• [Problem requirements]:
Please reproduce word for word the entries below, starting with the line that contains "of the orchid" and continuing through the last of the entries.

• [Supplied records]:

## Begin

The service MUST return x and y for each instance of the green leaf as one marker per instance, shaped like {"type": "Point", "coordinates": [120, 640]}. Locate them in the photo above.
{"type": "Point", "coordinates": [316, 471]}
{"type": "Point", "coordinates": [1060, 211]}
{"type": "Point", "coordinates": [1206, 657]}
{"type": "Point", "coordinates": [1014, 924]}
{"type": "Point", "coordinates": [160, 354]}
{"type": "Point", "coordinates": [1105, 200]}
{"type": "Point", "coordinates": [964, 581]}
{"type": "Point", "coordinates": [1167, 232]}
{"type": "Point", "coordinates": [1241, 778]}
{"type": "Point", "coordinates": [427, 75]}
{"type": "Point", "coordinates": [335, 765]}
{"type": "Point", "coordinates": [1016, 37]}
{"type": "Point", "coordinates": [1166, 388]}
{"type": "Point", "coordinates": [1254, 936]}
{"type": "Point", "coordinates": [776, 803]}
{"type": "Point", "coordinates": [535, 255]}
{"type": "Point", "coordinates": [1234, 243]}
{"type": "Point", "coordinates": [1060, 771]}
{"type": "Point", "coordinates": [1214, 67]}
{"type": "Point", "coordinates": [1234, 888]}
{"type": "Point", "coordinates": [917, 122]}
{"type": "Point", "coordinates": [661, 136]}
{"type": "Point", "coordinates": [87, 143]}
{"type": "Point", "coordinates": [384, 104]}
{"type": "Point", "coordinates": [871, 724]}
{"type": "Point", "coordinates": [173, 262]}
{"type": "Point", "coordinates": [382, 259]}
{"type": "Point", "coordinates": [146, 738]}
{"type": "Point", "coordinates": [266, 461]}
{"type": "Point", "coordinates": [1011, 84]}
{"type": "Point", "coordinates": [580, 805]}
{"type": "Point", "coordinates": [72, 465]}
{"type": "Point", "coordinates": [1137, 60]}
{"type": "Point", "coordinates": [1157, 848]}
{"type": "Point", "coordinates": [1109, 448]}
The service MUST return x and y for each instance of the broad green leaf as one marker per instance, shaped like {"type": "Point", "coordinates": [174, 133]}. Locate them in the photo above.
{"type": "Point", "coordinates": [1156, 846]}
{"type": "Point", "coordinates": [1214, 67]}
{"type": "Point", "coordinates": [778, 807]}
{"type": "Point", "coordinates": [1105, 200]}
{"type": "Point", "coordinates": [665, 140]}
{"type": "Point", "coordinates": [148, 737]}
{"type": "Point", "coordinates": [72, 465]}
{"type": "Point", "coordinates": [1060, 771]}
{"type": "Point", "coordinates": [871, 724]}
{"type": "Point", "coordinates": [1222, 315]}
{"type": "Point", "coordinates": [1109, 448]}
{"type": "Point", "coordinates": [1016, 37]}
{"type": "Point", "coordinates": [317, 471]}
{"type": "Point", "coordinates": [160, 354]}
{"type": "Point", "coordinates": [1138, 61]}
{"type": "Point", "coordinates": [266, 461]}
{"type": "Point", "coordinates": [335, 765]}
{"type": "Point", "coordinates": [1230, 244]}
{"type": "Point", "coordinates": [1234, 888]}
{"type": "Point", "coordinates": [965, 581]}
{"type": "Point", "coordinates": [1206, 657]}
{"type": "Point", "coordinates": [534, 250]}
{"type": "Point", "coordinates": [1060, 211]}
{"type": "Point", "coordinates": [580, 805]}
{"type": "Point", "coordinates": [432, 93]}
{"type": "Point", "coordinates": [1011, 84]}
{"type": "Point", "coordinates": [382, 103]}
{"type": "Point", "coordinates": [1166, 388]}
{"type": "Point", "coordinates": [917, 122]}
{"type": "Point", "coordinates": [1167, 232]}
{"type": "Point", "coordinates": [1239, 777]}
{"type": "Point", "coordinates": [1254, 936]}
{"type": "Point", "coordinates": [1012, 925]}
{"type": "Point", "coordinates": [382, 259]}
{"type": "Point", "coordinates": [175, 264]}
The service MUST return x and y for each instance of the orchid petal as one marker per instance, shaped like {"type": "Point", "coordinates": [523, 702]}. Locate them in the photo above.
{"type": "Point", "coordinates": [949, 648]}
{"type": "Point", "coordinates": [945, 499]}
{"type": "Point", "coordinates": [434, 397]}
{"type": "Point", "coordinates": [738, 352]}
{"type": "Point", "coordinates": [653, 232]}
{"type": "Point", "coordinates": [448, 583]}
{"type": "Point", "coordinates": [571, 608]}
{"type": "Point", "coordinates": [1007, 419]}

## End

• [Result for this exercise]:
The service MUST return x and y for each instance of the orchid petal as one marker per instance, shaped like {"type": "Point", "coordinates": [523, 702]}. Locate them in the photo above.
{"type": "Point", "coordinates": [949, 648]}
{"type": "Point", "coordinates": [945, 499]}
{"type": "Point", "coordinates": [434, 397]}
{"type": "Point", "coordinates": [738, 352]}
{"type": "Point", "coordinates": [653, 232]}
{"type": "Point", "coordinates": [448, 583]}
{"type": "Point", "coordinates": [571, 608]}
{"type": "Point", "coordinates": [1007, 419]}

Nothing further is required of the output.